Health Letter, July 2024

By Robert Steinbrook, M.D.
Director, Public Citizen's Health Research Group

If you’re not outraged,
you’re not paying attention!

Read what Public Citizen has to say about the biggest blunders and outrageous offenses in the world of public health, published monthly in Health Letter.

The website Medscape describes itself as “the leading online global destination for physicians and health care professionals worldwide, offering the latest medical news and expert perspectives; essential point-of-care drug and disease information; and relevant professional education and CME[continuing medical education].” In a turn of events that is beyond bizarre, in March 2024 Medscape Education began to offer five accredited “smoking cessation” courses for health care professionals that were funded by Philip Morris International, one of the largest cigarette manufacturers in the world.

Not only does Philip Morris International manufacture a deadly product, but it also has a blatant conflict of interest, as it also seeks to promote non-cigarette nicotine products that it markets for harm reduction, such as e-cigarettes, “heat-not-burn” tobacco products that generate nicotine-containing vapor without smoke or ash, and oral smokeless products such as nicotine pouches and snus (a form of smokeless tobacco). On its website, the company openly states its plans: “We are building PMI’s [Philip Morris International’s] future on smoke-free products that—while not risk-free—are a far better choice than cigarette smoking. Indeed, our vision—shared by all at PMI—is that these products will one day replace cigarettes.”
:::::
Exercise requirements:
**a.** Using the Health Letter excerpt, decide whether each statement agrees with it, answering yes or no and quoting the words that settle it: (i) Medscape Education's courses funded by Philip Morris International began in March 2024; (ii) Medscape Education offered three such courses; (iii) Philip Morris International describes its smoke-free products as risk-free.
**b.** Carry on the Health Letter excerpt about Medscape's tobacco-funded courses from the point where it stops.
The data that follow come from a different source than the Health Letter excerpt.

Input data:
:::::
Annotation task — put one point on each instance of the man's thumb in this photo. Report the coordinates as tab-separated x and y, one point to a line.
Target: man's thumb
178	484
:::::
Solved problems:
**a.**
(i) Yes: "in March 2024 Medscape Education began to offer five accredited “smoking cessation” courses for health care professionals that were funded by Philip Morris International"
(ii) No: "five accredited “smoking cessation” courses"
(iii) No: "while not risk-free"

**b.**
The medical focus should be on ending nicotine addiction and an individual’s use of all tobacco and nicotine products, not switching to a company’s other product lines. A person who viewed the courses noted that possible responses to a question about reducing cancer risk were switching to a pipe or e-cigarettes or reducing smoking to a half pack a day, but: “Unbelievably, none of the options given include quitting smoking.”

Following an investigation by The BMJ and widespread condemnation of its partnership with Philip Morris International, Medscape Education permanently removed the courses, acknowledging that “use of a tobacco company as a program funder was misguided” and stating that it “will no longer accept funds or work with the tobacco industry or its affiliates.”

Although Medscape has removed the courses, it is even more astounding that the Accreditation Council for Continuing Medical Education (ACCME) allowed them to be accredited in the first place. When The BMJ questioned the president and chief executive officer of the ACCME, his response was that the council “doesn’t ban education content paid for by the tobacco industry as long as providers ‘follow the rules to ensure the content is protected from bias and influence, and the provider discloses the support to the learners, among other requirements.’”

When interviewed by The BMJ, a former director of the Office on Smoking and Health at the Centers for Disease Control and Prevention described Philip Morris International’s partnership with Medscape as “the ultimate example of the fox not only signing up to guard the hen house but offering to sit on the eggs.” The official added: “It is a perversion of ethics surrounding continuing medical education to allow the very companies that caused and profit from the continuing epidemic of tobacco related death and disease to be involved in any way.”

The tobacco industry is never an acceptable funder for continuing medical education. The partnership between Medscape and Philip Morris International is a wake-up call. There are many companies that offer CME and many tobacco companies. The ACCME should urgently revise its standards; tobacco industry funding of continuing medical education must end.